__DATASET ENTRIES__
....................
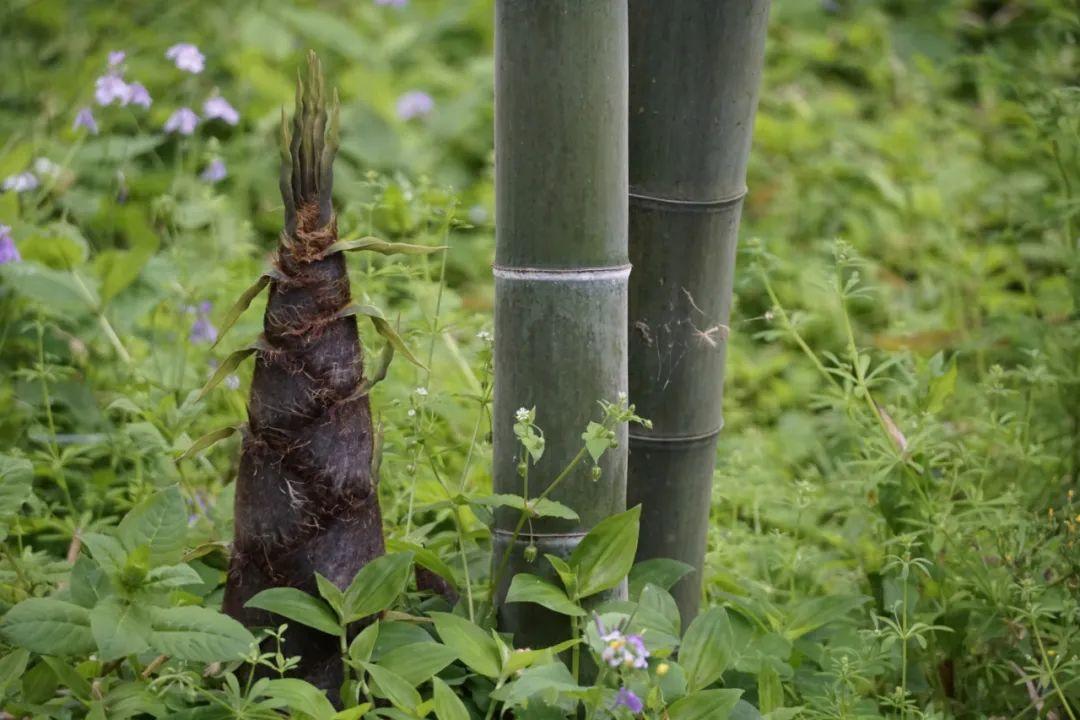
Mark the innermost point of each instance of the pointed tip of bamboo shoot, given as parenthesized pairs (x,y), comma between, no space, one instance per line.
(309,149)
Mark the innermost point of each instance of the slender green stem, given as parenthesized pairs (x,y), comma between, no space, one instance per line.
(525,516)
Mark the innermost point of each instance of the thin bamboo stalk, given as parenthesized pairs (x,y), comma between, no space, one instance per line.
(696,67)
(561,270)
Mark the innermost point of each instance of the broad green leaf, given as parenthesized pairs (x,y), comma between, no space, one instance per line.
(159,522)
(173,575)
(198,635)
(16,484)
(50,627)
(377,585)
(299,607)
(393,687)
(606,554)
(707,649)
(300,696)
(704,705)
(120,627)
(566,574)
(942,388)
(662,572)
(380,246)
(363,644)
(383,327)
(529,588)
(424,558)
(69,677)
(548,681)
(90,583)
(522,659)
(242,303)
(210,438)
(12,667)
(106,549)
(448,706)
(417,663)
(662,606)
(474,646)
(331,593)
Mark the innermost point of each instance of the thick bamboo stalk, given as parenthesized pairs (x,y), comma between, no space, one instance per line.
(561,269)
(696,67)
(307,500)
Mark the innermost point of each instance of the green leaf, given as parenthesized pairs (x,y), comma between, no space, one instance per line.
(105,549)
(243,303)
(549,680)
(596,440)
(942,388)
(705,705)
(198,635)
(331,593)
(662,572)
(12,667)
(69,677)
(299,607)
(707,649)
(393,687)
(300,696)
(606,554)
(16,485)
(210,438)
(363,644)
(120,627)
(529,588)
(50,627)
(160,522)
(227,367)
(383,327)
(380,246)
(417,663)
(474,647)
(377,585)
(448,706)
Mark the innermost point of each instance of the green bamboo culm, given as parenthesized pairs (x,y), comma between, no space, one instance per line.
(561,271)
(694,73)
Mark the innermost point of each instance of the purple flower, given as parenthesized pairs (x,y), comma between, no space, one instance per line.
(628,700)
(137,94)
(202,329)
(85,119)
(218,107)
(415,104)
(183,121)
(21,182)
(624,650)
(187,57)
(111,89)
(8,250)
(215,172)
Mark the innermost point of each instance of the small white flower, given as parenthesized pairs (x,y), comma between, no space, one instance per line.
(21,182)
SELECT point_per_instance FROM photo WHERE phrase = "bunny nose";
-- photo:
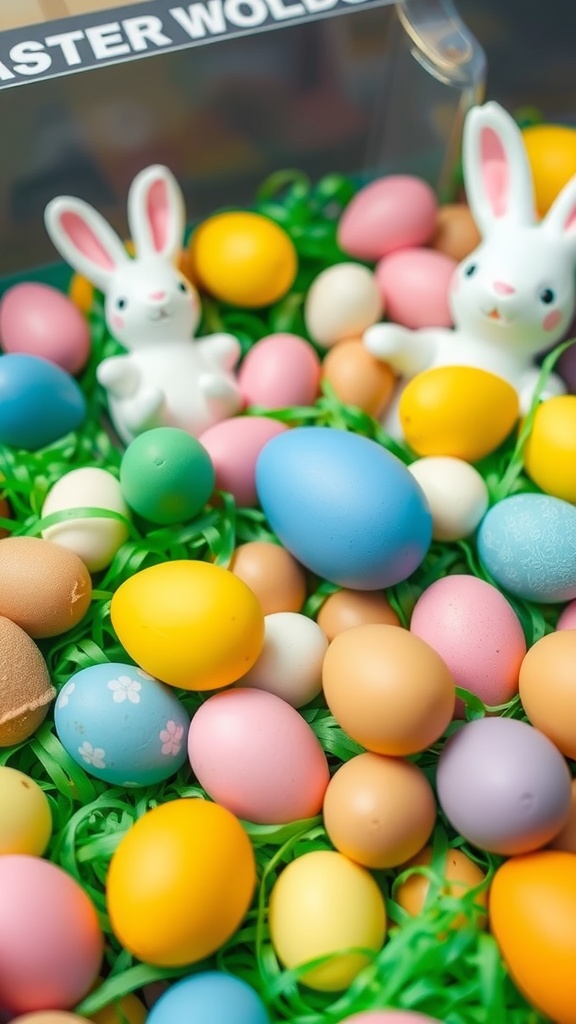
(502, 289)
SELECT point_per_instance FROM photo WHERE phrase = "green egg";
(166, 475)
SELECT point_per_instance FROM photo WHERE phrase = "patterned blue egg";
(528, 545)
(39, 401)
(343, 506)
(122, 725)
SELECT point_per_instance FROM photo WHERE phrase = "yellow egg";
(457, 411)
(191, 624)
(26, 822)
(321, 905)
(549, 454)
(551, 154)
(243, 258)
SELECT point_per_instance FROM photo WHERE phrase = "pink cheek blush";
(234, 446)
(414, 285)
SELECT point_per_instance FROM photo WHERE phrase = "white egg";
(94, 540)
(290, 663)
(456, 494)
(342, 301)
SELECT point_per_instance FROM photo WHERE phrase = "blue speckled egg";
(39, 401)
(343, 506)
(528, 545)
(122, 725)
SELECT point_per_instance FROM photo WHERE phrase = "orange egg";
(387, 689)
(532, 913)
(358, 378)
(459, 876)
(272, 573)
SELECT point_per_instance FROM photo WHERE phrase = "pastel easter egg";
(414, 286)
(457, 411)
(526, 544)
(39, 320)
(343, 506)
(256, 756)
(234, 446)
(477, 633)
(51, 943)
(39, 401)
(341, 302)
(503, 785)
(190, 624)
(533, 919)
(210, 996)
(94, 540)
(392, 212)
(280, 370)
(122, 725)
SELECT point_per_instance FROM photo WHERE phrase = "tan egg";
(346, 608)
(456, 233)
(378, 811)
(272, 573)
(25, 685)
(44, 588)
(358, 377)
(459, 873)
(566, 840)
(387, 689)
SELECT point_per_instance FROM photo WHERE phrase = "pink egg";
(38, 320)
(414, 286)
(50, 941)
(279, 371)
(567, 619)
(256, 756)
(477, 633)
(234, 446)
(394, 212)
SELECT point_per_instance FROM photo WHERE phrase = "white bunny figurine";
(515, 295)
(166, 378)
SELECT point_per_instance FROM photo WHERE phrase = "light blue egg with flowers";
(527, 543)
(122, 725)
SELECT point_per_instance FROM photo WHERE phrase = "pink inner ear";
(85, 241)
(158, 214)
(494, 171)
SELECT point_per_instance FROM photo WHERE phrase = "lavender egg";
(503, 785)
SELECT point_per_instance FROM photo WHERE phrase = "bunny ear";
(561, 218)
(156, 213)
(496, 169)
(84, 239)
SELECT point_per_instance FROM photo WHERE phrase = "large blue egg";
(210, 997)
(122, 725)
(343, 507)
(528, 545)
(39, 401)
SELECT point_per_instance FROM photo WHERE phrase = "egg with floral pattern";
(122, 725)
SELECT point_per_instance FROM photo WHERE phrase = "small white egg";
(94, 540)
(456, 494)
(290, 663)
(342, 301)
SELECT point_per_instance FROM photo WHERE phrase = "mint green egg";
(166, 476)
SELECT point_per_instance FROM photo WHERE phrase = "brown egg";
(44, 588)
(345, 608)
(378, 811)
(272, 573)
(25, 685)
(566, 840)
(460, 875)
(387, 689)
(456, 233)
(358, 377)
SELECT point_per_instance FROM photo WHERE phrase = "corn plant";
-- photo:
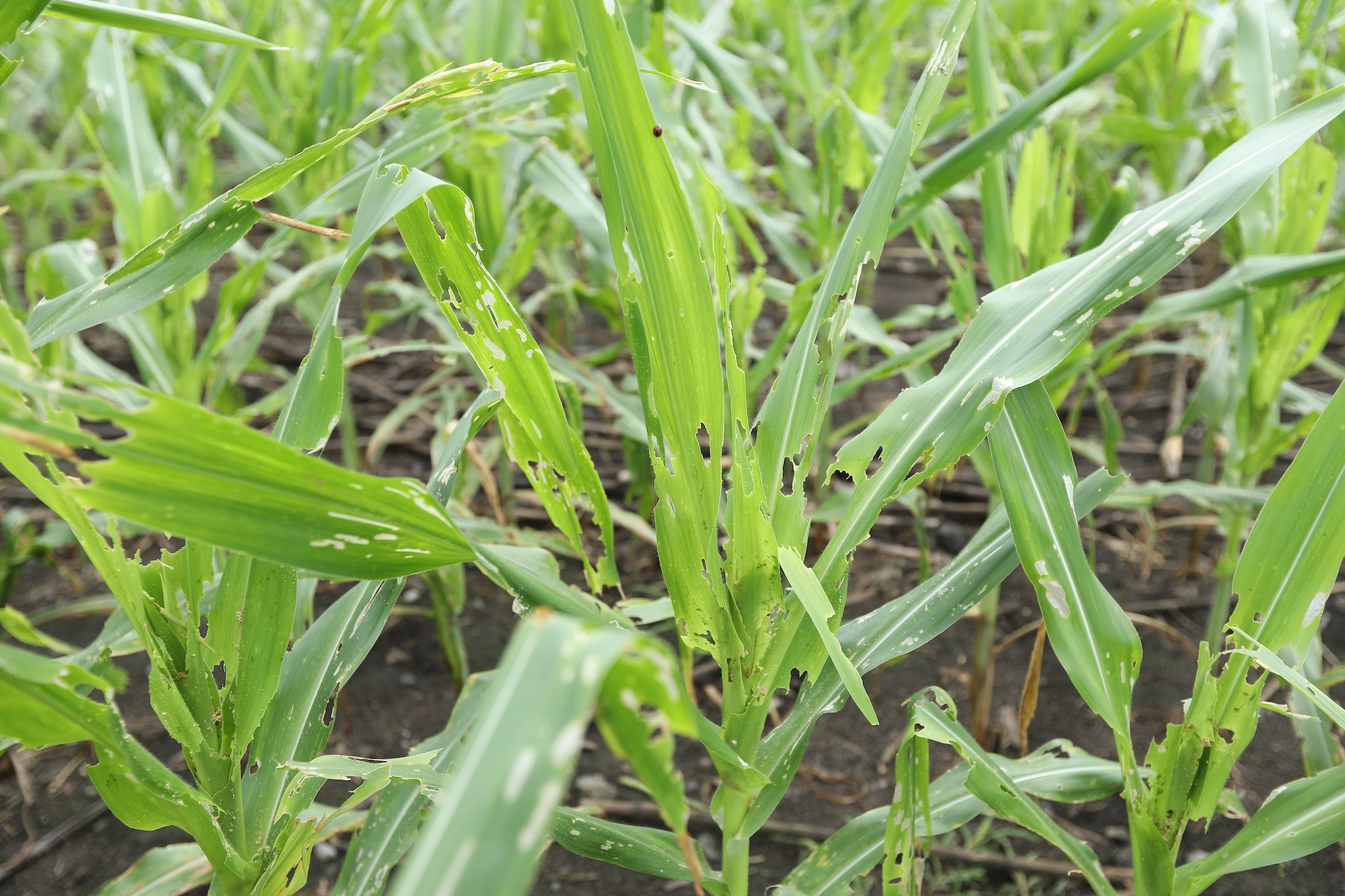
(1290, 559)
(256, 511)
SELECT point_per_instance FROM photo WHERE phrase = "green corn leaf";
(1238, 282)
(814, 599)
(163, 871)
(233, 486)
(643, 849)
(1133, 33)
(1248, 647)
(150, 22)
(1057, 771)
(396, 816)
(39, 707)
(984, 91)
(899, 628)
(560, 179)
(640, 707)
(1025, 330)
(15, 16)
(1265, 60)
(1121, 200)
(1090, 633)
(300, 717)
(249, 630)
(314, 406)
(490, 825)
(938, 720)
(791, 417)
(533, 576)
(669, 310)
(1297, 821)
(377, 774)
(903, 874)
(198, 242)
(537, 433)
(22, 630)
(443, 481)
(1294, 550)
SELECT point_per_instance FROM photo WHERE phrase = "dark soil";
(403, 694)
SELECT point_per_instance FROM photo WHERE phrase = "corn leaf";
(1294, 550)
(314, 406)
(163, 871)
(1297, 821)
(396, 816)
(151, 22)
(669, 310)
(1026, 328)
(1057, 771)
(536, 430)
(1001, 793)
(233, 486)
(1271, 662)
(898, 628)
(814, 599)
(1242, 280)
(791, 417)
(490, 825)
(643, 849)
(1090, 633)
(1133, 33)
(198, 242)
(39, 707)
(301, 717)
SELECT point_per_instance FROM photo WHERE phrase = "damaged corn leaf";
(1025, 330)
(186, 471)
(198, 242)
(537, 433)
(670, 317)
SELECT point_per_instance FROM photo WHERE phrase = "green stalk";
(736, 849)
(1224, 570)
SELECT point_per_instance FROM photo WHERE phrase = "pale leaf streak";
(1302, 548)
(979, 368)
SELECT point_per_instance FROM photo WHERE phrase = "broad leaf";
(1026, 328)
(186, 471)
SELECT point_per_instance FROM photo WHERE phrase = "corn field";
(638, 446)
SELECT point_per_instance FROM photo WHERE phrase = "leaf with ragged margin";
(794, 410)
(814, 601)
(186, 471)
(396, 816)
(1090, 633)
(489, 826)
(198, 242)
(299, 721)
(537, 433)
(896, 629)
(938, 720)
(1306, 816)
(1056, 770)
(669, 310)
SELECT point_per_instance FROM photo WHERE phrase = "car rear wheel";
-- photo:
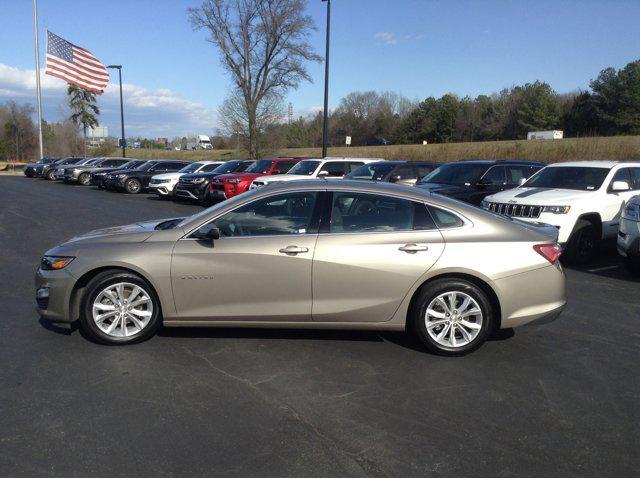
(451, 317)
(584, 243)
(119, 308)
(133, 186)
(84, 179)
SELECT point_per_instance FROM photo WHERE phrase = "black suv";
(133, 181)
(472, 180)
(196, 186)
(401, 172)
(98, 177)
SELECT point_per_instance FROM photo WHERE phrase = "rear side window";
(445, 219)
(361, 212)
(334, 169)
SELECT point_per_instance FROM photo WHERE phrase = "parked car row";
(586, 201)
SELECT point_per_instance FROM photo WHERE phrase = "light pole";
(123, 143)
(325, 120)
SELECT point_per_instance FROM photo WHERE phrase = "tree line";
(610, 107)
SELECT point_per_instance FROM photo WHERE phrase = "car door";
(615, 201)
(368, 256)
(259, 268)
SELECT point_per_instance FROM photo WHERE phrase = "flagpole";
(35, 31)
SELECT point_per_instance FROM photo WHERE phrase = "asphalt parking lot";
(553, 400)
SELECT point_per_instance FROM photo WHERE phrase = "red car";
(226, 186)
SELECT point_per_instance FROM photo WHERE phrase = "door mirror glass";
(618, 186)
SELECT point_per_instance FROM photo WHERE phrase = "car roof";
(594, 164)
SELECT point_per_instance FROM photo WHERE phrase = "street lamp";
(325, 120)
(123, 143)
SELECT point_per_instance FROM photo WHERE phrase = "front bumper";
(58, 286)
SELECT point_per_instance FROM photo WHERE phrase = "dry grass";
(614, 148)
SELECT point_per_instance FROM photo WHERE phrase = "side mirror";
(212, 234)
(619, 186)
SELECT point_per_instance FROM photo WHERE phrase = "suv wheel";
(583, 244)
(119, 308)
(133, 186)
(451, 317)
(84, 179)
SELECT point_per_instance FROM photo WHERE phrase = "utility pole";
(123, 142)
(325, 120)
(35, 33)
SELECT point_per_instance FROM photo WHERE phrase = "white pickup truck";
(316, 168)
(583, 199)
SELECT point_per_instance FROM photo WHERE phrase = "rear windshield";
(568, 177)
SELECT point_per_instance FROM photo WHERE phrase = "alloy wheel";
(122, 309)
(453, 319)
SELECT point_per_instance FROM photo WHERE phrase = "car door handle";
(293, 250)
(413, 248)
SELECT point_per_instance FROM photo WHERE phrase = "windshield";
(190, 168)
(568, 177)
(146, 165)
(262, 166)
(458, 174)
(374, 171)
(305, 168)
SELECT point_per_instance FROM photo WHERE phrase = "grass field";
(616, 148)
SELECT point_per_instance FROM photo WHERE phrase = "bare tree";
(263, 45)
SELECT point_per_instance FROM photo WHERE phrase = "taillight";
(550, 252)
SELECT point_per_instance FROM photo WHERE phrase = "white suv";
(163, 184)
(583, 199)
(316, 168)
....................
__GOAL__
Return every line of the listing above that contains the word "bamboo", copying each line in full.

__OUTPUT OF THE EXERCISE__
Mark the innermost point of each instance of the pointed tip of bamboo shoot, given as parenthesized pairs (x,y), comma between, no space, one instance per line.
Mark the innermost point of each instance of the thin bamboo stalk, given as parenthesized pairs (x,y), comma between, no space, one instance per line.
Mark the innermost point of each instance of the thick bamboo stalk, given as parenthesized pairs (x,y), comma between, no space, one instance per line.
Mark the innermost point of each instance of the green bamboo culm, given as parenthesized pairs (x,y), comma between, no space, one instance per line.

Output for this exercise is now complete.